**PROBLEM DESCRIPTION:**
Copy each line of the records that holds the string "player".

**Natural-language object grounding data:**
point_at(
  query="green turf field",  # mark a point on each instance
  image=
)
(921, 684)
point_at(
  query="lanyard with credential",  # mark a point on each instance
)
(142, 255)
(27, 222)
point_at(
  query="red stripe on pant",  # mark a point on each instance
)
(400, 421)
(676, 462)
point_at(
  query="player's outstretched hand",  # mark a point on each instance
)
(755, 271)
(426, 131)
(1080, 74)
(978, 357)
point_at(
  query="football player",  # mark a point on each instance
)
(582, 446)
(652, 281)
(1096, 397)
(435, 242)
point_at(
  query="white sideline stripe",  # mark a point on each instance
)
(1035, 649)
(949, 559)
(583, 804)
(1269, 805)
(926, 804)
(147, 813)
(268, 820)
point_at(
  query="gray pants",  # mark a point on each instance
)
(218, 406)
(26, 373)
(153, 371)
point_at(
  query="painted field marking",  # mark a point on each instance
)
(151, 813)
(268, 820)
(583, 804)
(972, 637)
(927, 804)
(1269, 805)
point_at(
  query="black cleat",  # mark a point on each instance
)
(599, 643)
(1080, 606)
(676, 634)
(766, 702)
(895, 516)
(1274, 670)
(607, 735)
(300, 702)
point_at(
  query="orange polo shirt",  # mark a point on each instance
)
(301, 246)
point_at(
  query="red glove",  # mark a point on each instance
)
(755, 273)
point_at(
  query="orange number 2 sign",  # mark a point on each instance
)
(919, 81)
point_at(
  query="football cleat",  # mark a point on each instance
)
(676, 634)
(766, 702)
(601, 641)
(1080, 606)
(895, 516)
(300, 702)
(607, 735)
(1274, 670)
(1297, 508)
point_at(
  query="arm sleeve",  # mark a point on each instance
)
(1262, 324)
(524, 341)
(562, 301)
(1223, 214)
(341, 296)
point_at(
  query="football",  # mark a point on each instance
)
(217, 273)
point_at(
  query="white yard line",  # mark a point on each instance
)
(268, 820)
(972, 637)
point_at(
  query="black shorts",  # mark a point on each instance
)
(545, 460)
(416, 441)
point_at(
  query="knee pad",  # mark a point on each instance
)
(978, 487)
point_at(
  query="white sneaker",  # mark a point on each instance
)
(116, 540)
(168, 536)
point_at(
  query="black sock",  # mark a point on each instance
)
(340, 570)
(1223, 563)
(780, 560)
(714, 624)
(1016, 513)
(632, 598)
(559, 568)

**ANSWER TO THE EXERCISE:**
  query="player's outstretched hand",  # mark a point on each instance
  query="football player",  # mark a point on each instance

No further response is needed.